(SUPPLIED ENTRIES Opens)
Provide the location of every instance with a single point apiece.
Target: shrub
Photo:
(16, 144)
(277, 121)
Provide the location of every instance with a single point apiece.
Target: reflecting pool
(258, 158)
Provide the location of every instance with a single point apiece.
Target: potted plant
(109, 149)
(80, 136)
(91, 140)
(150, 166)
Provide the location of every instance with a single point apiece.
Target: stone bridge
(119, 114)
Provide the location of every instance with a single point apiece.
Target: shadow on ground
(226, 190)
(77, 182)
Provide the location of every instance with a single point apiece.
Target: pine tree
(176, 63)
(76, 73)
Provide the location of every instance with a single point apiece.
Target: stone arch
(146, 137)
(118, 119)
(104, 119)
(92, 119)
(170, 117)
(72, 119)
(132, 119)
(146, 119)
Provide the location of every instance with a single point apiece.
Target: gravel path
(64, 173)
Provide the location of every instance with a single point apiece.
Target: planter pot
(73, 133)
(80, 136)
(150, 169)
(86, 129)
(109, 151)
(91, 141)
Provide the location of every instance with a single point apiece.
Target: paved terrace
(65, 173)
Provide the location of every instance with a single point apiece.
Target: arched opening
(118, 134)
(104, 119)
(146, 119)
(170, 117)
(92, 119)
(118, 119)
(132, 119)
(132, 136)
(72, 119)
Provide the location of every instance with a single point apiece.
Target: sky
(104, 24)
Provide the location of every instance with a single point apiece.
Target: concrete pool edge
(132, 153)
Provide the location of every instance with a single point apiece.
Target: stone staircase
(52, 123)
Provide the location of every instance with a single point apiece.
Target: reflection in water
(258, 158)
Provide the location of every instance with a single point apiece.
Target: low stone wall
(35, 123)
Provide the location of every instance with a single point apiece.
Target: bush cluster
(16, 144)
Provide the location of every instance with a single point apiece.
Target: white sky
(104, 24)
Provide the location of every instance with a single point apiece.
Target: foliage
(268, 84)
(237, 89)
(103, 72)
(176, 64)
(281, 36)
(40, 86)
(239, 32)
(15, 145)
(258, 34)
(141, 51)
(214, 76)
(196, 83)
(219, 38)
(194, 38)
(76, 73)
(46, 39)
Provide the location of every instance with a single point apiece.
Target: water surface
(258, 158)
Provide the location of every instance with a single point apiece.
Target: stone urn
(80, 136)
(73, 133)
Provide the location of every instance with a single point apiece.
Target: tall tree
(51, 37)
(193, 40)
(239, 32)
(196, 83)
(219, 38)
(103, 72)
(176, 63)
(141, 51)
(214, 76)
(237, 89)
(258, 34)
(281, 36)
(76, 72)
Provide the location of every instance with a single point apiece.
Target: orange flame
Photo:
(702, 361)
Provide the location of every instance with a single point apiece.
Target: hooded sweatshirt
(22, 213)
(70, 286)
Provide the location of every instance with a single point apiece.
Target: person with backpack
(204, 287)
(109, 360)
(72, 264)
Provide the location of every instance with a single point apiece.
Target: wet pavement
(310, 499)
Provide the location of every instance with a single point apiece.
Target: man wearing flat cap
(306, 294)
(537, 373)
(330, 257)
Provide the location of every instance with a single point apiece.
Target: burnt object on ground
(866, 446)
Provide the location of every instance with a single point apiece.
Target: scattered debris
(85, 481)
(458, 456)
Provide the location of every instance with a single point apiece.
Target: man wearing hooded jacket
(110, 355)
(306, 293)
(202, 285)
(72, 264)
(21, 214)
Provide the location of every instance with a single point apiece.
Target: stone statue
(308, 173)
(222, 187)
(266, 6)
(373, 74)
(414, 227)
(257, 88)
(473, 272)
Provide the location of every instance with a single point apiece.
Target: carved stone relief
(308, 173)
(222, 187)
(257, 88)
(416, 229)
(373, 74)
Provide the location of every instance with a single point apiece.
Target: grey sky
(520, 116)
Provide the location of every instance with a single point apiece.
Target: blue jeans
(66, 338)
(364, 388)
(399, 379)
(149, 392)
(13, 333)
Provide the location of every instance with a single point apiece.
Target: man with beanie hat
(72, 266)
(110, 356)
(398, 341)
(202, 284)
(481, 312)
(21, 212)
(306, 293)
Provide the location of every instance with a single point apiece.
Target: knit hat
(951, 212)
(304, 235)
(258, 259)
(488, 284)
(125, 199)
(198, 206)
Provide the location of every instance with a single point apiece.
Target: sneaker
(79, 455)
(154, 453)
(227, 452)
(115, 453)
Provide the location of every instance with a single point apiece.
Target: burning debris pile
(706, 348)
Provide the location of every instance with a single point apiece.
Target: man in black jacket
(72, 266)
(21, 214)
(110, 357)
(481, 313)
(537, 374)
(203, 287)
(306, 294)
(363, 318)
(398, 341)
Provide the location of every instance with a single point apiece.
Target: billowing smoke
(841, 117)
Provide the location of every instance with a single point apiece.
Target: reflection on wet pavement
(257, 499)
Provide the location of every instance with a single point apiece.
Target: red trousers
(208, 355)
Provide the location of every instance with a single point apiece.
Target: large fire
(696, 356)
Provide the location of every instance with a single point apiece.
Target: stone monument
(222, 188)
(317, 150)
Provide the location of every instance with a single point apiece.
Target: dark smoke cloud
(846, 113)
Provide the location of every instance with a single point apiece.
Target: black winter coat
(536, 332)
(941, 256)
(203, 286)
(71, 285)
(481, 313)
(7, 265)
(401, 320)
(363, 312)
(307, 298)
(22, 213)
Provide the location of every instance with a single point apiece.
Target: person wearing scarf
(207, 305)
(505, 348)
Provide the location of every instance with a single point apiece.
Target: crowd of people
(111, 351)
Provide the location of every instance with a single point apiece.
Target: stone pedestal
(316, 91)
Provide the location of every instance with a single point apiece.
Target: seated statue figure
(SUPPLIED ENTRIES Closes)
__WHAT YOU NEED TO DO__
From the first line through the last, repeat the entries exactly.

__WORKED SOLUTION__
Provide the location of every instance with a single point apiece.
Target: shrub
Photo:
(16, 144)
(277, 121)
Provide the location of every instance with a single point apiece.
Target: reflecting pool
(258, 158)
Provide the location of every instance with a single point apiece.
Target: potted plant
(109, 149)
(80, 136)
(91, 140)
(150, 166)
Provide the location of every instance with a single point apiece.
Target: stone bridge
(119, 114)
Provide the location of every instance with a single point apiece.
Target: shadow on ground
(226, 190)
(77, 182)
Provide the location of every instance with a single point apiece.
Target: pine tree
(176, 63)
(76, 73)
Provide the location of every instance with a single point apiece.
Target: stone arch
(146, 137)
(118, 119)
(104, 119)
(92, 119)
(170, 117)
(72, 119)
(132, 119)
(146, 119)
Provide the location of every instance with a single point apiece.
Target: gravel path
(64, 173)
Provide the location of every instance with a single point apiece.
Target: planter pot
(73, 133)
(80, 136)
(150, 169)
(86, 129)
(109, 151)
(91, 141)
Provide the location of every instance with a single point apiece.
Target: paved terrace
(65, 173)
Provide the location of every instance with a single point apiece.
Target: arched opening
(118, 134)
(104, 119)
(146, 119)
(170, 117)
(92, 119)
(118, 119)
(132, 119)
(132, 136)
(72, 119)
Provide the location of every instance with a single point apiece.
Target: sky
(104, 24)
Provide the location of every instance with a single point apiece.
Target: concrete pool edge
(132, 153)
Provide the location of every instance with a single point apiece.
Target: stone staircase
(52, 123)
Provide the location of every instance with a single point apiece.
Target: reflection in water
(258, 158)
Provide the location of every instance with a single point apiece.
Target: low stone wall
(35, 123)
Provide the location of every instance with a single point apiece.
Target: bush cluster
(16, 144)
Provide the location of every instance with a single point apiece.
Target: white sky
(104, 24)
Provide the location of every instance with a single point apiece.
Target: foliage
(268, 84)
(237, 89)
(103, 72)
(176, 64)
(281, 36)
(40, 86)
(239, 32)
(15, 145)
(258, 34)
(141, 51)
(214, 76)
(196, 83)
(219, 38)
(194, 38)
(76, 73)
(46, 39)
Provide the location of every instance with a single point apiece.
Target: water surface
(258, 158)
Provide the location of every instance with a single point apiece.
Target: stone urn
(80, 136)
(73, 133)
Provide the location of every instance with a single point apiece.
Target: tall tree
(51, 37)
(193, 40)
(239, 32)
(196, 83)
(219, 38)
(103, 72)
(176, 63)
(141, 51)
(214, 76)
(237, 89)
(258, 34)
(281, 36)
(76, 72)
Provide the location of every instance with a single point apiece.
Target: orange flame
Photo:
(702, 361)
Provide the location of every instance with a single point apiece.
Target: hooded sweatshirt
(22, 213)
(70, 286)
Provide the location of every instance with a single point apiece.
Target: person with backpack
(204, 287)
(109, 360)
(72, 264)
Provide the location of every instance with a single point apiece.
Target: wet pavement
(310, 499)
Provide the location of every instance with a single point apiece.
Target: man wearing flat cap
(306, 294)
(537, 373)
(330, 257)
Provide the location of every instance with a single point apiece.
Target: burnt object on ground
(866, 446)
Provide the location of every instance with a single point apiece.
Target: scattered debris
(85, 481)
(458, 456)
Provide the location of every instance with a single point apiece.
Target: man wearing hooded jacket
(110, 355)
(306, 293)
(202, 285)
(72, 264)
(21, 214)
Provide the location of every instance with a single point apiece.
Target: stone statue
(308, 173)
(222, 187)
(266, 6)
(373, 74)
(414, 227)
(257, 88)
(473, 272)
Provide the location of every instance with a single point apiece.
Target: carved stone relief
(308, 173)
(222, 187)
(257, 88)
(416, 229)
(373, 74)
Provide the location of every instance with a single point apiece.
Target: grey sky
(520, 116)
Provide the location of every instance with a single point apiece.
Target: blue jeans
(66, 338)
(364, 388)
(399, 379)
(149, 392)
(13, 333)
Provide the location of every instance with a single point apiece.
Target: man with beanie hat
(72, 266)
(110, 356)
(398, 341)
(202, 284)
(481, 312)
(21, 212)
(306, 293)
Provide the location of every instance with a single point apiece.
Target: knit hat
(951, 212)
(304, 235)
(258, 259)
(488, 284)
(125, 199)
(198, 206)
Provide the location of every instance with a single point apiece.
Target: sneaker
(79, 455)
(154, 453)
(227, 452)
(115, 453)
Provide the location of every instance with a single point apiece.
Target: burning debris pile
(706, 348)
Provide the location of every instance with a single point apiece.
Target: man in black jacket
(72, 266)
(21, 214)
(110, 357)
(481, 313)
(537, 374)
(203, 287)
(306, 294)
(363, 318)
(398, 341)
Provide the location of every instance with a single point apiece.
Target: billowing smoke
(841, 117)
Provide the location of every instance with a single point apiece.
Target: reflection on wet pavement
(257, 499)
Provide the location of every instance with a single point apiece.
Target: red trousers
(208, 355)
Provide the location of every instance with a single point apiece.
Target: large fire
(696, 356)
Provide the location of every instance with a single point apiece.
Target: stone monument
(222, 188)
(317, 150)
Provide the location of every instance with a single point apiece.
Target: dark smoke cloud
(846, 113)
Provide the location of every instance with a single point apiece.
Target: black winter coat
(536, 332)
(941, 256)
(203, 286)
(71, 285)
(481, 313)
(7, 265)
(401, 320)
(363, 312)
(307, 298)
(22, 213)
Provide the location of every instance with a single point apiece.
Target: person wearing scarf
(207, 305)
(505, 348)
Provide the location of every instance with a single point apiece.
Target: crowd of people
(111, 351)
Provide the location of every instance with a single point apiece.
Target: stone pedestal
(316, 91)
Provide the location of every instance with a single point apiece.
Target: seated statue figure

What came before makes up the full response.